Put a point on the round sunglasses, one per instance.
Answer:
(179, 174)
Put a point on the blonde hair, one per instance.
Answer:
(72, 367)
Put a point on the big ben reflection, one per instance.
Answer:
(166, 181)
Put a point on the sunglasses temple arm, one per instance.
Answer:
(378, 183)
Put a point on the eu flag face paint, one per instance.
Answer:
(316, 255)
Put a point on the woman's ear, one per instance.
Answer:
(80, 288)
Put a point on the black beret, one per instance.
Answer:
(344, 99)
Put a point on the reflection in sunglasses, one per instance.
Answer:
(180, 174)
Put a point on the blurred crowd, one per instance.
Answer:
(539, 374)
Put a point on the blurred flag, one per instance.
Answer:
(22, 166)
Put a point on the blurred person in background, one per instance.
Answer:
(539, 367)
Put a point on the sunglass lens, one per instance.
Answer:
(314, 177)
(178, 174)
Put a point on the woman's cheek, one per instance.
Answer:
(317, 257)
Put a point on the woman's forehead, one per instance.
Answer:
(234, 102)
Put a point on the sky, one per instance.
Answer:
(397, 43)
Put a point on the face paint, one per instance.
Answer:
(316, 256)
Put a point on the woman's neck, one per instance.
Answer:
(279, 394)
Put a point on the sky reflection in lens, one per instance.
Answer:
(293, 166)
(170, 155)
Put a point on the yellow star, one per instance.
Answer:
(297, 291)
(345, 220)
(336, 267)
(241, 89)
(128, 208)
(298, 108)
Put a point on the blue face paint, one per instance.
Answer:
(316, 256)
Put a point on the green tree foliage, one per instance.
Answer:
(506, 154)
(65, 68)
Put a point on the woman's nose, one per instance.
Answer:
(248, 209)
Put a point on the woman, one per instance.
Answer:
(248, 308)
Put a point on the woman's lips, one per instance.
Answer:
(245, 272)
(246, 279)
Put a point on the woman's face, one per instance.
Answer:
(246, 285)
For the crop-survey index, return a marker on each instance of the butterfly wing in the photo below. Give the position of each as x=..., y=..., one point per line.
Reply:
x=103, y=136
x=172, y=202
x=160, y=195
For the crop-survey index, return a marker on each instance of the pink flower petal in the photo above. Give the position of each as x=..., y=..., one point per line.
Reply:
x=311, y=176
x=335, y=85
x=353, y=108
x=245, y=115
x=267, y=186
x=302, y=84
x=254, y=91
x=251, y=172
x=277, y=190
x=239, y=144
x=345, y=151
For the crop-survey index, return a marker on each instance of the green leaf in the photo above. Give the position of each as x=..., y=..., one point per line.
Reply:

··········

#### [To do]
Using the data above, report how many lines include the string "lens" and add nothing to the number.

#### [Answer space]
2